**Dataset extract:**
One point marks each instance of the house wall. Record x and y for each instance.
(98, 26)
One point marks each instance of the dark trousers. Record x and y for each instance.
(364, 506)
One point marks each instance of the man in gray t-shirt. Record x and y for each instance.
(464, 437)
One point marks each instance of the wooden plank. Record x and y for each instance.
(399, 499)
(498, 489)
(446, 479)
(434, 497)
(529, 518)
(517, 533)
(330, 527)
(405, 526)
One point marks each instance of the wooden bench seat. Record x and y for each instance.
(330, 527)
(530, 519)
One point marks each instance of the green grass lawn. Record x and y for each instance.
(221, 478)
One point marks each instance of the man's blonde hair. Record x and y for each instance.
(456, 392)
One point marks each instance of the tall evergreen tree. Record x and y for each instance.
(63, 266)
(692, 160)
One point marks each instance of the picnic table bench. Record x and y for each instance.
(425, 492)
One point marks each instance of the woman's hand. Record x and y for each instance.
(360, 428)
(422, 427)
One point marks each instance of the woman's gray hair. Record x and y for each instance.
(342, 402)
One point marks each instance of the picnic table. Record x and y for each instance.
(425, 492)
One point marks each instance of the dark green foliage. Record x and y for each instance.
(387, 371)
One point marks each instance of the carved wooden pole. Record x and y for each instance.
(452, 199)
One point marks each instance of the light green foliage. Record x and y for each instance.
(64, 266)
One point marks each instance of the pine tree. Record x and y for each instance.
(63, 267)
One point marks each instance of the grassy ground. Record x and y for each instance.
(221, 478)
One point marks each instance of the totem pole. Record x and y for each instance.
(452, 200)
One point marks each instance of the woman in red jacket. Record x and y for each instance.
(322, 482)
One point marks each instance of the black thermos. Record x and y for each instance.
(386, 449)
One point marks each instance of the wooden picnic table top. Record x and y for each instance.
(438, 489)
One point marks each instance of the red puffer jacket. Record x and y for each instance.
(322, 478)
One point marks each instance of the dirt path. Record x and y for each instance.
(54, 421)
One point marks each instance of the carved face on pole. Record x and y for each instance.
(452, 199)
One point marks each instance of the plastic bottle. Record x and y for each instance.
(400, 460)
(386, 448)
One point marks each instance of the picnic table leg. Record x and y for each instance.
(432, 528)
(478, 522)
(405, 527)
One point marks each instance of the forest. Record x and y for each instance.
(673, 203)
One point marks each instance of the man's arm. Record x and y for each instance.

**Exercise objective:**
Quote every row above verbatim, from the first through the last, with each coordinate pair included.

**The completed task:**
One point marks each instance of the house wall. Record x and y for each instance.
(98, 26)
One point marks each instance of the dark trousers. Record x and y for each instance.
(364, 506)
One point marks each instance of the man in gray t-shirt. Record x and y for each instance.
(464, 437)
One point marks each instance of the wooden plank. Record x and y for each instance.
(399, 499)
(498, 489)
(446, 479)
(434, 497)
(529, 518)
(517, 533)
(330, 527)
(405, 526)
One point marks each instance of the wooden bench seat. Record x and y for each instance.
(330, 527)
(530, 519)
One point marks each instance of the green grass lawn. Record x and y for each instance.
(221, 478)
One point marks each instance of the man's blonde hair. Record x and y for each instance.
(456, 392)
One point marks each instance of the tall evergreen tree. Record x and y for each instance.
(63, 266)
(692, 160)
One point marks each instance of the picnic table bench. Record x and y for each instance.
(425, 492)
One point marks each instance of the woman's hand. Record x and y for each instance.
(360, 428)
(422, 427)
One point marks each instance of the woman's gray hair. Record x and y for each instance.
(342, 402)
One point marks each instance of the picnic table. Record x and y for each instance.
(425, 492)
One point marks each instance of the dark green foliage. Record x and y for each instance.
(387, 371)
One point marks each instance of the carved wooden pole. Record x and y for each instance.
(452, 199)
One point marks each instance of the light green foliage. Record x and y for each instance.
(64, 266)
One point marks each instance of the pine tree. Record x and y for each instance.
(63, 267)
One point marks each instance of the grassy ground. Record x and y for each instance.
(221, 478)
One point marks each instance of the totem pole. Record x and y for each instance.
(452, 200)
One point marks each instance of the woman in red jacket. Record x and y for each instance.
(322, 482)
One point marks each instance of the black thermos. Record x and y for each instance.
(386, 449)
One point marks each instance of the wooden picnic table top. Record x and y for each instance.
(438, 489)
One point marks each instance of the red puffer jacket. Record x and y for each instance.
(322, 478)
One point marks each instance of the dirt path. Record x and y for each instance.
(54, 421)
One point marks each instance of the carved face on pole. Record x and y for each instance.
(452, 199)
One point marks each instance of the plastic bottle. Record x and y for each instance.
(400, 460)
(386, 448)
One point marks each instance of the picnic table leg. Record x and y for each instance.
(432, 528)
(478, 522)
(405, 527)
One point marks each instance of the forest. Record x and y for each instance.
(673, 203)
One point marks each instance of the man's arm. Record x and y for each instance.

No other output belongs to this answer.